> PROBLEM STATEMENT:
Pull each line holding "yellow" out of the entries below.

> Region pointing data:
==*==

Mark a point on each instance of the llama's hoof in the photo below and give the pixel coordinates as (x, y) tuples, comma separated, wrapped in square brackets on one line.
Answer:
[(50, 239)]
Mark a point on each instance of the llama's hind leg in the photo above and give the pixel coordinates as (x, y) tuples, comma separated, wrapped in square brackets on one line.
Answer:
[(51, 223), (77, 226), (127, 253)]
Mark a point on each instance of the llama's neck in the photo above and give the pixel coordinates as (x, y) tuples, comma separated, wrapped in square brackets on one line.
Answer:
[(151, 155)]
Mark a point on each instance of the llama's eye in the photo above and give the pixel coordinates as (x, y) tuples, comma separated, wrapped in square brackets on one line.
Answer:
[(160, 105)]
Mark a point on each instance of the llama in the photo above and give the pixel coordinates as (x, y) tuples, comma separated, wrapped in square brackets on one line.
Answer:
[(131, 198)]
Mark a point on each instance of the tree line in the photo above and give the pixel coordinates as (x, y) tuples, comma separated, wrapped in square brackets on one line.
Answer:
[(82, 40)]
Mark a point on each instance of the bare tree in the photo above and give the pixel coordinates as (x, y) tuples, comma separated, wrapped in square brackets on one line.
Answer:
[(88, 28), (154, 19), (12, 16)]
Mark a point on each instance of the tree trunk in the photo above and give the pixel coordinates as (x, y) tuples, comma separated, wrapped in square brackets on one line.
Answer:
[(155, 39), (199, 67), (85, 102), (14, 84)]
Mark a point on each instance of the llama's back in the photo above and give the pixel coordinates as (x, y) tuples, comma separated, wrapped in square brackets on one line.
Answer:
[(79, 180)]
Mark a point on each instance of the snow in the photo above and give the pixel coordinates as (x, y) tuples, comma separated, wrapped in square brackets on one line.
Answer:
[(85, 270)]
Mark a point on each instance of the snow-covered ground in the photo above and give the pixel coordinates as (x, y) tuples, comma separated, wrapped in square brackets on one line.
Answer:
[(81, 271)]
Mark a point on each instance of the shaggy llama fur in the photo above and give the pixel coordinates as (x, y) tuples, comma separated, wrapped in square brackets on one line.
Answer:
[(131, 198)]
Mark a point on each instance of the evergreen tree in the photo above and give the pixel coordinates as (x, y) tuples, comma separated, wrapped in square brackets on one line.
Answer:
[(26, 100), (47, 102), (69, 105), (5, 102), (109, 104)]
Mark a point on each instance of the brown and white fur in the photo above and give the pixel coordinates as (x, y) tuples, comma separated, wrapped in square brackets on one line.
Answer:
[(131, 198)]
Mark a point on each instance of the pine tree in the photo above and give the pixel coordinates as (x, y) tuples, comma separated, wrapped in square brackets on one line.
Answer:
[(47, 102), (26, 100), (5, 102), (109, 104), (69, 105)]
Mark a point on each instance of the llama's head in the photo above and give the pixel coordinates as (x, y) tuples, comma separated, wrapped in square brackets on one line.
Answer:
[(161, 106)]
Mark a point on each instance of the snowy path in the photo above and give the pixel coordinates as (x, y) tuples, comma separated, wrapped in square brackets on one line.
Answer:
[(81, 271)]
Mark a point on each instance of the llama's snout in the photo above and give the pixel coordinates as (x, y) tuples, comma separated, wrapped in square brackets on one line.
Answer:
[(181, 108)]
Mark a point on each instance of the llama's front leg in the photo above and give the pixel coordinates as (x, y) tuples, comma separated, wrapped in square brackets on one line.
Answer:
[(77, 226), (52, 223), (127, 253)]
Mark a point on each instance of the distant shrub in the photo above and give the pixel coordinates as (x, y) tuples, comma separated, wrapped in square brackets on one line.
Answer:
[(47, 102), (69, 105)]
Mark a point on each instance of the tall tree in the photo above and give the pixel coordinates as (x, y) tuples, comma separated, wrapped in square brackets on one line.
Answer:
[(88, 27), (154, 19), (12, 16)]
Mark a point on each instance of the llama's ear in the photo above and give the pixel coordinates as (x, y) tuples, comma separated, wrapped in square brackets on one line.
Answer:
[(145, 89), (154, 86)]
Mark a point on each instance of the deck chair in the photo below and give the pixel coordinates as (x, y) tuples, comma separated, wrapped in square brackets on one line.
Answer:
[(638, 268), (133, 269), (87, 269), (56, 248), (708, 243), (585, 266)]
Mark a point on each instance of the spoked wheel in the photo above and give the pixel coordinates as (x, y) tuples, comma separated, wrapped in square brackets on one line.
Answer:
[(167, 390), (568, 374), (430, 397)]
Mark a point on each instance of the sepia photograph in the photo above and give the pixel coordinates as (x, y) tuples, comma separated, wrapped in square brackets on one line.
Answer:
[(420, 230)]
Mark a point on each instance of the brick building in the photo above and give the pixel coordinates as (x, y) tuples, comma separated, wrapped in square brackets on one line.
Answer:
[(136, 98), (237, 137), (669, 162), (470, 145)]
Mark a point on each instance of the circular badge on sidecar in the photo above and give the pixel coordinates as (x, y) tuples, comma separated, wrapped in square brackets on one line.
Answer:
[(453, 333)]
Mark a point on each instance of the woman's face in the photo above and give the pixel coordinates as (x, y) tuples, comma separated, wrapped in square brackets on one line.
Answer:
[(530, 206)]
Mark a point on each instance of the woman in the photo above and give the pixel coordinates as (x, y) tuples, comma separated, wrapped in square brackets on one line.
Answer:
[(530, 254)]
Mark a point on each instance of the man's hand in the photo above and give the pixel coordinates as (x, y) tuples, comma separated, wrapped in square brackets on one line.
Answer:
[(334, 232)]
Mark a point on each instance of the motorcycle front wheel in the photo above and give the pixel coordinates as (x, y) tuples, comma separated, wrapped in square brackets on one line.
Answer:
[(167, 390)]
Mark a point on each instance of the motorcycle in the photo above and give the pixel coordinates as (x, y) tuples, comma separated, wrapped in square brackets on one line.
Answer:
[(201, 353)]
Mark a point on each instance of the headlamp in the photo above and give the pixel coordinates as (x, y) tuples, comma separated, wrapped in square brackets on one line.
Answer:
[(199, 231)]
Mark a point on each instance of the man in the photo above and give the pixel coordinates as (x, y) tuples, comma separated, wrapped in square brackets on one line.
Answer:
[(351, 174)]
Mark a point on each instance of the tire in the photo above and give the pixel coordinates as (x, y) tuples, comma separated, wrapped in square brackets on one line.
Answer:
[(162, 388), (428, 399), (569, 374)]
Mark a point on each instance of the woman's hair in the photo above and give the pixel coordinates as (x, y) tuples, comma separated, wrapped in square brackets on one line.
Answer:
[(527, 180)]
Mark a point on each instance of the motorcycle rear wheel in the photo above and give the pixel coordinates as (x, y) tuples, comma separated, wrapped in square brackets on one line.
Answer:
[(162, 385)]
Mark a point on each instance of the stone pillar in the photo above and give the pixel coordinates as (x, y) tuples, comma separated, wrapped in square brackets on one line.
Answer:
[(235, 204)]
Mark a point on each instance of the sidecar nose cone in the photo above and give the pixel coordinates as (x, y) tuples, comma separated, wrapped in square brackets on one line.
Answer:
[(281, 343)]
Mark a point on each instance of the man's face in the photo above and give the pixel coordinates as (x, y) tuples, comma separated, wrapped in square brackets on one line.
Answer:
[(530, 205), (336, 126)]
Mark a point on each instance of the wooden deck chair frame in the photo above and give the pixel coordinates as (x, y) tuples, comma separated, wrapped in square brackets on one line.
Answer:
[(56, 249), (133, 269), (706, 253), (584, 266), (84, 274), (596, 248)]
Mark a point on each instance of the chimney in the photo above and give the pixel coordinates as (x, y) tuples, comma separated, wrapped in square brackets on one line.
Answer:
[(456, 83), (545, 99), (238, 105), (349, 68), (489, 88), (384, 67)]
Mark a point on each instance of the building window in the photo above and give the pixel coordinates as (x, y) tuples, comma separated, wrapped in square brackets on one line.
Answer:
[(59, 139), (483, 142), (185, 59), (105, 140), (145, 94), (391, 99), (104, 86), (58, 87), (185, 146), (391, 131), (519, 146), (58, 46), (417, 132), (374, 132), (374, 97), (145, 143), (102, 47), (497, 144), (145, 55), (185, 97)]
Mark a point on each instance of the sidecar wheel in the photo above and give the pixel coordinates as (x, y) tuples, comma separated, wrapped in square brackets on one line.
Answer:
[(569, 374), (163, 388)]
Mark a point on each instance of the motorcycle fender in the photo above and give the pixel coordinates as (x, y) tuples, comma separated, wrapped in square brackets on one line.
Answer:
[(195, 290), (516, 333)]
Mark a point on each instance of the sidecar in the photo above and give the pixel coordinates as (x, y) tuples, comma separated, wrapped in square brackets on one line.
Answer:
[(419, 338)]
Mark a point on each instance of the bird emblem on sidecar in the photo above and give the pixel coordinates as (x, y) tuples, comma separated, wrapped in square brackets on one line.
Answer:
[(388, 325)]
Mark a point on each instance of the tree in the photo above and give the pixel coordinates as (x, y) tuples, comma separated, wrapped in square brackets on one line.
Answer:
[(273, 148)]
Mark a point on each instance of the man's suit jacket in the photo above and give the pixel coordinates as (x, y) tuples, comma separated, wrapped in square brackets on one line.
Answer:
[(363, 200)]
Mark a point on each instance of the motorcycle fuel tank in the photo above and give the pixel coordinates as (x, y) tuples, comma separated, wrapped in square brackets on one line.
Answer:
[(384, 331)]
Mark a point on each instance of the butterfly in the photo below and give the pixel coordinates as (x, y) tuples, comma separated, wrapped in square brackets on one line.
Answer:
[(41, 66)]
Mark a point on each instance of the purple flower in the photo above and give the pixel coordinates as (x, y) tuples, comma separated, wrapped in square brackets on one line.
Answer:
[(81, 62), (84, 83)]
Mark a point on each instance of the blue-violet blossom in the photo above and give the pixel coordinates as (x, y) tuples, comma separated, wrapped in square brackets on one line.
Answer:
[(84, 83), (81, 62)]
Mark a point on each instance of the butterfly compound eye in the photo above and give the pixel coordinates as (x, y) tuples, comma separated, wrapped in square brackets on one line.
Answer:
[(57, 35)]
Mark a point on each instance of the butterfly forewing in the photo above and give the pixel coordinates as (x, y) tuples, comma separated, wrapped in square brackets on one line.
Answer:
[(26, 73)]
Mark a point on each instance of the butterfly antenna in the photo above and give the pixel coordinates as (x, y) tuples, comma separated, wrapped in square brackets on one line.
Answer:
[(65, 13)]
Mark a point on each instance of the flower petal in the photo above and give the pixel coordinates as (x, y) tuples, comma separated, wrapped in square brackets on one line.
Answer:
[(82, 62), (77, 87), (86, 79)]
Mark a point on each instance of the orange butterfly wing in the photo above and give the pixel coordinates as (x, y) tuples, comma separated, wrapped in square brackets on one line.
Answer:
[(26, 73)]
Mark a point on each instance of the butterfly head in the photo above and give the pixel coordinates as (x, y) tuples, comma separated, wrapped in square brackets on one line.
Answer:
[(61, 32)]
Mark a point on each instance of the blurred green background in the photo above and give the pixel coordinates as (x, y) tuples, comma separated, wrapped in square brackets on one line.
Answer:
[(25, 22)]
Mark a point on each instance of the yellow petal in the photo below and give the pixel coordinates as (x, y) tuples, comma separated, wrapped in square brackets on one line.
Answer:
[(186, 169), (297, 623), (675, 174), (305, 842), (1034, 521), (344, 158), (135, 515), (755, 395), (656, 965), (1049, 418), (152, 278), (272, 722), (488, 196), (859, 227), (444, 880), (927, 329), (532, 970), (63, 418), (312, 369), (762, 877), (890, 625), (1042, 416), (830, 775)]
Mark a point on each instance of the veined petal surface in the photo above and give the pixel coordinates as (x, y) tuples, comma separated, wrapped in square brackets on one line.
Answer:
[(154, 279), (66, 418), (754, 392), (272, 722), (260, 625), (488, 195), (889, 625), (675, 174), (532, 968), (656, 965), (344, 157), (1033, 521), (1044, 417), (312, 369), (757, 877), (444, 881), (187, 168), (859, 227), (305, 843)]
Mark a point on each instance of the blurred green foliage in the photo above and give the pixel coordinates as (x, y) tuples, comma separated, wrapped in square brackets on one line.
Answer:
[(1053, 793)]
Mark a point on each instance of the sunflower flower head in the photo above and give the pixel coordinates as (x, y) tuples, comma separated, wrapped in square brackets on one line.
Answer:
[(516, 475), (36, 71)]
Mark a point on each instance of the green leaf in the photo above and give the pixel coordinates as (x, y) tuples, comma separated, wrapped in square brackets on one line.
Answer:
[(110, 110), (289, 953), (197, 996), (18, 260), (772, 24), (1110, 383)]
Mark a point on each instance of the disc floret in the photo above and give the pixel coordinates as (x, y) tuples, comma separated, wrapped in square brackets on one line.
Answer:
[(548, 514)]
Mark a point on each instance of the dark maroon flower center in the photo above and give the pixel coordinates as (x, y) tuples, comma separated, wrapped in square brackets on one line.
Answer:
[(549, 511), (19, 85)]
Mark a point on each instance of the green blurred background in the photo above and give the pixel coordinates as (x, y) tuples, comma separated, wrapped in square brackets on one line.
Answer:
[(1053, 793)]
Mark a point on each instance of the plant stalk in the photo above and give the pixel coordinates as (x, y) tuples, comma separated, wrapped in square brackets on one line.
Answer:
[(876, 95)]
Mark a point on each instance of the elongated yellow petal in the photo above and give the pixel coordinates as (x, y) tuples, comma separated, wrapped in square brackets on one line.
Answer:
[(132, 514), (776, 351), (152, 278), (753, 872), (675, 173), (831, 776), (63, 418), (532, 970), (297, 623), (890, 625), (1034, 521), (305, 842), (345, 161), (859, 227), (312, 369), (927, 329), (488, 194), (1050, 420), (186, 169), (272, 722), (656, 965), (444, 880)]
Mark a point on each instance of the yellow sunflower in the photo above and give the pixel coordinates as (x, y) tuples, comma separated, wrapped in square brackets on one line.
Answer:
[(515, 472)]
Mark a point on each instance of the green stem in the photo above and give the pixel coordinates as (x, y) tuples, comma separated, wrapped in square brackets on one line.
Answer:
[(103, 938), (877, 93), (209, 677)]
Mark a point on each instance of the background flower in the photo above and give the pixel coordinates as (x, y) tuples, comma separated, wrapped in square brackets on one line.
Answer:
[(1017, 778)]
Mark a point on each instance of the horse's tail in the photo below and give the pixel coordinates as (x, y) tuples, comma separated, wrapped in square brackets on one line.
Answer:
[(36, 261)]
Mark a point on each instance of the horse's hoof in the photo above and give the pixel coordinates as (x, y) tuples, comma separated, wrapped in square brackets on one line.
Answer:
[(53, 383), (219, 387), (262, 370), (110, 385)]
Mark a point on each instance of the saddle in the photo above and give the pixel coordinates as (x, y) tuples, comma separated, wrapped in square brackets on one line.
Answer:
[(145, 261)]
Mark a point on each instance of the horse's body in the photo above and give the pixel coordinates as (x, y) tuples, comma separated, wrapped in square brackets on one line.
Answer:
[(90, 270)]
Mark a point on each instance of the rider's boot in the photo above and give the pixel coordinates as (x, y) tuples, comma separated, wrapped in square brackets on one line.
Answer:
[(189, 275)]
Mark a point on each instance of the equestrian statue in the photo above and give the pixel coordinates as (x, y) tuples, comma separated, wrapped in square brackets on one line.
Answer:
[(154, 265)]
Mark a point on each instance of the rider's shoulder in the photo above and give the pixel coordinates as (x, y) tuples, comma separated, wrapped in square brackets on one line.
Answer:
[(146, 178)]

==*==

> RESULT FOR THIS TASK:
Mark a point on each instance of the yellow petal in the photo below and give the pixel coordinates as (x, y) tuples, comma separated, wrapped in square brackets on one line.
Mark a point on each instance of the elongated yellow petal in the photo above and give the pixel coordinates as (x, y) tuples, comma separated, wrapped in square brackets on one line.
Mark a point on each instance of the yellow sunflower in the photo above and give the pixel coordinates as (x, y) tuples, comma separated, wrapped in square brackets on one line.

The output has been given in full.